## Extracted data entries
# # # # #
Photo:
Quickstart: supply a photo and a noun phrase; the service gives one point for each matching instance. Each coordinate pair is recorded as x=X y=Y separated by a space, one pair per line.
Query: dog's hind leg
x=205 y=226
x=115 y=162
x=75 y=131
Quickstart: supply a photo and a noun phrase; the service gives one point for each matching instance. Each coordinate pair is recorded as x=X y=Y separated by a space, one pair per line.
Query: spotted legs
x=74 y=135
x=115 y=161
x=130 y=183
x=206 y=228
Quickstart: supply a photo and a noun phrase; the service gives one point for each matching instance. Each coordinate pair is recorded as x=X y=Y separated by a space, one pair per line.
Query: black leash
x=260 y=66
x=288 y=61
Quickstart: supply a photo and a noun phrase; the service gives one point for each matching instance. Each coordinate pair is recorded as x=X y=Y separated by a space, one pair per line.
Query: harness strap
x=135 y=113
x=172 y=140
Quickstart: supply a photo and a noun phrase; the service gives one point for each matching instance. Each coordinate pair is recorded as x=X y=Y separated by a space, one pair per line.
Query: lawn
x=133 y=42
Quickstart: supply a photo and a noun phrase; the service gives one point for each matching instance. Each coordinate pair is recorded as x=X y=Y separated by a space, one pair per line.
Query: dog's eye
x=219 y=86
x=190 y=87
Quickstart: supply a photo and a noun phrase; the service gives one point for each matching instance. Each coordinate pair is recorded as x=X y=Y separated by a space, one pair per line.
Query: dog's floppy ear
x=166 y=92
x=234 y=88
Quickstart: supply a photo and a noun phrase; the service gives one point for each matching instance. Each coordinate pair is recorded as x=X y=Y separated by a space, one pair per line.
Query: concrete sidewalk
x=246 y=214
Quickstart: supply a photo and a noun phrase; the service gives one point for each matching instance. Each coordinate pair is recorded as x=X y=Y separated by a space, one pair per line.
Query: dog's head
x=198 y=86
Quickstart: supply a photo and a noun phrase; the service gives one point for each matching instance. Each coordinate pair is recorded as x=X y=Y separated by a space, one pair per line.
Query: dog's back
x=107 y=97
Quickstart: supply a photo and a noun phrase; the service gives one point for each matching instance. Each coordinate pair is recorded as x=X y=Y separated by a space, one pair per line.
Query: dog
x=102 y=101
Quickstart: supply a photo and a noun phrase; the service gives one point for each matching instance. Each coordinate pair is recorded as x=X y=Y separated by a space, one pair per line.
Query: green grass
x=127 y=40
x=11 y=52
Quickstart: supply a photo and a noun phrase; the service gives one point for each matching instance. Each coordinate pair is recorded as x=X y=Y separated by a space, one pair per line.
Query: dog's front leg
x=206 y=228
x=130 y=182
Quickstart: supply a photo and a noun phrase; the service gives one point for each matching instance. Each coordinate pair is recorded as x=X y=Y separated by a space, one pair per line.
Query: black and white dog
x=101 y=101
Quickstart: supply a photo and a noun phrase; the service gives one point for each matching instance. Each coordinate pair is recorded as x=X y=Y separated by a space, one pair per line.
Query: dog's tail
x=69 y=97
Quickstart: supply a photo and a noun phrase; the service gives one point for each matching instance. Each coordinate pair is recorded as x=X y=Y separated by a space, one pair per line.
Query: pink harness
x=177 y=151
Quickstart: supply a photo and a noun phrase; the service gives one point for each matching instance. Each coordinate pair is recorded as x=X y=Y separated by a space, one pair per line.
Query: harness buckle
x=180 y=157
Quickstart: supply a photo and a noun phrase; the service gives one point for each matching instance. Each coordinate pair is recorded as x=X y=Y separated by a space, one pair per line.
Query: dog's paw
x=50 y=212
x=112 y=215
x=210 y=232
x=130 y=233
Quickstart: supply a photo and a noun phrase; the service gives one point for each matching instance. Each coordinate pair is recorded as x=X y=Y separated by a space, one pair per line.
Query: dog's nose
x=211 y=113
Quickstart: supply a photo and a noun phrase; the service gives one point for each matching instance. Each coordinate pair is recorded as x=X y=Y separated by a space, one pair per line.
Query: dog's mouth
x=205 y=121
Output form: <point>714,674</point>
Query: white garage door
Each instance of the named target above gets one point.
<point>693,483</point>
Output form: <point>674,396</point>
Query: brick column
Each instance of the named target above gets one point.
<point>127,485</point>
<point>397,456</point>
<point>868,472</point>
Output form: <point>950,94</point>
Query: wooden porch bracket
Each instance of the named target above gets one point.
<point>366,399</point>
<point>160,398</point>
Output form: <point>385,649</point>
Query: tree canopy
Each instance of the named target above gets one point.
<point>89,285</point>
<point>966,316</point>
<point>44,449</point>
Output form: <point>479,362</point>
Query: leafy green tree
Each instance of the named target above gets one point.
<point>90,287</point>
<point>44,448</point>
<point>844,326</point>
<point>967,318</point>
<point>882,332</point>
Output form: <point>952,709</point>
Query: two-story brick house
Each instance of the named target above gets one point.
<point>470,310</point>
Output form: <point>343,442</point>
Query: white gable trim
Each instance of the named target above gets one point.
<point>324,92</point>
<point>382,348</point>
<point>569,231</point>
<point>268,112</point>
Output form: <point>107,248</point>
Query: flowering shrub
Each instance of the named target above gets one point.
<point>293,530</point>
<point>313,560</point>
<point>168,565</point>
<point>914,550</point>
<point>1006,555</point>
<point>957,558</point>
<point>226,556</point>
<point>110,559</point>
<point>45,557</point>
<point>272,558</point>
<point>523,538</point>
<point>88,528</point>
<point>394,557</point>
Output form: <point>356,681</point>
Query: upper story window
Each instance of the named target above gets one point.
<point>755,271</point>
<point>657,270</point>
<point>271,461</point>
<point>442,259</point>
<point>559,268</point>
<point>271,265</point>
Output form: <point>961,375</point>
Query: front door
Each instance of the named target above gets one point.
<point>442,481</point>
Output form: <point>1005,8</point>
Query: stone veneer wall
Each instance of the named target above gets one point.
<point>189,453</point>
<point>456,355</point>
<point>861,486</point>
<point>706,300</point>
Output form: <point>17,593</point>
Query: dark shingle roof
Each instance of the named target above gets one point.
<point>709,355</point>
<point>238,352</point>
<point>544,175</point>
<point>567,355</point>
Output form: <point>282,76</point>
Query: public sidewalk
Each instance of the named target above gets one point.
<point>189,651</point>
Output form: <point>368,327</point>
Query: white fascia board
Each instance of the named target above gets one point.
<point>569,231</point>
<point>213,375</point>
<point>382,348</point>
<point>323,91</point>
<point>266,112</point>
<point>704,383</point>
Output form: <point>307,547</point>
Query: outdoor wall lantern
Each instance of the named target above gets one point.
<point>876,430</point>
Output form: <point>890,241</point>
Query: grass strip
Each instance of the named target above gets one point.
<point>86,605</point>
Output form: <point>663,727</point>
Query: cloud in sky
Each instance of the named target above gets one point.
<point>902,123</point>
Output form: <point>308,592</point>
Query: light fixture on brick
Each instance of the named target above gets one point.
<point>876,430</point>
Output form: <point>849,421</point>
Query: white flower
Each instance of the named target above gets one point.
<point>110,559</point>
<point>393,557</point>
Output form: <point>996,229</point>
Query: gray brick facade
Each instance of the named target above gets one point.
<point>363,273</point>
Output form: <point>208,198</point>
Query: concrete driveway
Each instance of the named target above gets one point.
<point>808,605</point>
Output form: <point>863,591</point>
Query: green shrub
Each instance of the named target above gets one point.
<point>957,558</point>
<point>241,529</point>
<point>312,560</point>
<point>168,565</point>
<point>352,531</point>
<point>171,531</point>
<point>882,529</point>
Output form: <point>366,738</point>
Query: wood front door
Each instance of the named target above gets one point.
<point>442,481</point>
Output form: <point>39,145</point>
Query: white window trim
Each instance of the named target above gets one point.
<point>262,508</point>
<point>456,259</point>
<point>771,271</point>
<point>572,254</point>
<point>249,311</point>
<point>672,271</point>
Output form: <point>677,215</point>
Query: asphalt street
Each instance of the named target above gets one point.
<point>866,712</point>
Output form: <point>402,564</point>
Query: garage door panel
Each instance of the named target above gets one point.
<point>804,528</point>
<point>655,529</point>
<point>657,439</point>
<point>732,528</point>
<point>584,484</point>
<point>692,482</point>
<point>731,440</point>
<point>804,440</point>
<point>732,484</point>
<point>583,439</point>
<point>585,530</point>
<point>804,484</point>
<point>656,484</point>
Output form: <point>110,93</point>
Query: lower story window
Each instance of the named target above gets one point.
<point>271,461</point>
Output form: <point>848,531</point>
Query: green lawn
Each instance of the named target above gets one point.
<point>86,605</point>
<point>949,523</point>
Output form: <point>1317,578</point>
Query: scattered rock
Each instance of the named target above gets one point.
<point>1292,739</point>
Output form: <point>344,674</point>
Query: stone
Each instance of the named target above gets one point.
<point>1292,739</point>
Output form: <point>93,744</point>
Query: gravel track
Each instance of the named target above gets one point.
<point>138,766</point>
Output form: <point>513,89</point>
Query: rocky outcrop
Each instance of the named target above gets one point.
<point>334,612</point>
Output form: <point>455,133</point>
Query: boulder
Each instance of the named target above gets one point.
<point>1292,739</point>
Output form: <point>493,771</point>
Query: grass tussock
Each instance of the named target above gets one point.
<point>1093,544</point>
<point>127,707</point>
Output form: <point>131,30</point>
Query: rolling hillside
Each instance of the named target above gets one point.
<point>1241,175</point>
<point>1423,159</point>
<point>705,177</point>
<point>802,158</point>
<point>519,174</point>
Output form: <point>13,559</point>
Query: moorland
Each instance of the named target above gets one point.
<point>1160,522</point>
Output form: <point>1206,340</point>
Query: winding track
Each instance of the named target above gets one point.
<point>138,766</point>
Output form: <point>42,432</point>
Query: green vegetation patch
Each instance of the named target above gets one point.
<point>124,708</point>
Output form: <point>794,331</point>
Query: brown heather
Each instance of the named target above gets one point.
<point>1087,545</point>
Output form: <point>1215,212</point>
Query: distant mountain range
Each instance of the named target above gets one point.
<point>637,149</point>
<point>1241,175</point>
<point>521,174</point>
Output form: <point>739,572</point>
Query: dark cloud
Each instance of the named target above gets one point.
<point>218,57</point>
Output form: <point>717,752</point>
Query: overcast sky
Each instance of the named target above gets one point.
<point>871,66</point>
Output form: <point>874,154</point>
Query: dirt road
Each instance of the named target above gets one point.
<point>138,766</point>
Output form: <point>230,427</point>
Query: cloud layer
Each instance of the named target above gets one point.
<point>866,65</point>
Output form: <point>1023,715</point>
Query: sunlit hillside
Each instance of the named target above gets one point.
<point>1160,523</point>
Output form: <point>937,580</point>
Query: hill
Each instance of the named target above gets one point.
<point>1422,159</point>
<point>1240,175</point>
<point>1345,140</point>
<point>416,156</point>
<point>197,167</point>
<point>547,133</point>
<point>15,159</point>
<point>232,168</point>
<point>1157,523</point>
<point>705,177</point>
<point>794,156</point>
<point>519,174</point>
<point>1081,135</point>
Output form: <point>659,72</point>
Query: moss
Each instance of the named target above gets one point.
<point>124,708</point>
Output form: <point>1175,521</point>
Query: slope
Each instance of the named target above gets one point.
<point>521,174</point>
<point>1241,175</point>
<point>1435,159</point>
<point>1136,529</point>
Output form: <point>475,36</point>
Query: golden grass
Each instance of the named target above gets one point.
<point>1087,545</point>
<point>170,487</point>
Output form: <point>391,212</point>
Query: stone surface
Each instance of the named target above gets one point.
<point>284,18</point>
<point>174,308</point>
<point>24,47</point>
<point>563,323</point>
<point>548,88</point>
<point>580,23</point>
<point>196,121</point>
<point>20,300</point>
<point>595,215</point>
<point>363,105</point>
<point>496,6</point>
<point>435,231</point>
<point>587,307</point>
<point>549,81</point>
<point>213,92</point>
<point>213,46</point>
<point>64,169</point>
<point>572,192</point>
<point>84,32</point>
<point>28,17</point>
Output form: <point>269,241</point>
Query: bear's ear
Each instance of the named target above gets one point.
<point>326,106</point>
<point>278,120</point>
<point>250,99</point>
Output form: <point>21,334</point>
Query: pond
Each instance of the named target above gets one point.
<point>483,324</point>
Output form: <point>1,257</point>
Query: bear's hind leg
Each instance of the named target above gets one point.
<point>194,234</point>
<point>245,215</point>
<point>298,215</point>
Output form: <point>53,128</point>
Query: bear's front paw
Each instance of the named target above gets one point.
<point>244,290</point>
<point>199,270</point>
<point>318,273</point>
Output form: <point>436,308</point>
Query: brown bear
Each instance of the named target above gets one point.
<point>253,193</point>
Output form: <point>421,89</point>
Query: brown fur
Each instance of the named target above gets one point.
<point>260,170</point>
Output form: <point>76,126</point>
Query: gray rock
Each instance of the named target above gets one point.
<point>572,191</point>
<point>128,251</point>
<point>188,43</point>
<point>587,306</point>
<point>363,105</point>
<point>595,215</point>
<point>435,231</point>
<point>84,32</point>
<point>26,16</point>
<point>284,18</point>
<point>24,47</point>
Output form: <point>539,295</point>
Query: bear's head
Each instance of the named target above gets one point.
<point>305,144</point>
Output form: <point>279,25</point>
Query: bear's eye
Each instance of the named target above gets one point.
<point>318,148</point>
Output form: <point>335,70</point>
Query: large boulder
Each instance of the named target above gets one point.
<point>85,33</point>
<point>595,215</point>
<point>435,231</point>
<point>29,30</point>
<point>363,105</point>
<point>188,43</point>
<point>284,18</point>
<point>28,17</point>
# # # # #
## What you need to do
Recast the lines of the listing, starting at the line containing "Output form: <point>674,396</point>" and ending at the line containing "<point>160,398</point>", as a JSON list of strings with one string per line and blank lines left out.

## Answer to this exercise
[
  "Output form: <point>674,396</point>",
  "Query: brick column",
  "Each instance of the named target above gets one point.",
  "<point>127,485</point>",
  "<point>397,456</point>",
  "<point>868,472</point>",
  "Output form: <point>950,94</point>",
  "Query: wooden porch bracket",
  "Each instance of the named target above gets one point.",
  "<point>366,399</point>",
  "<point>160,398</point>"
]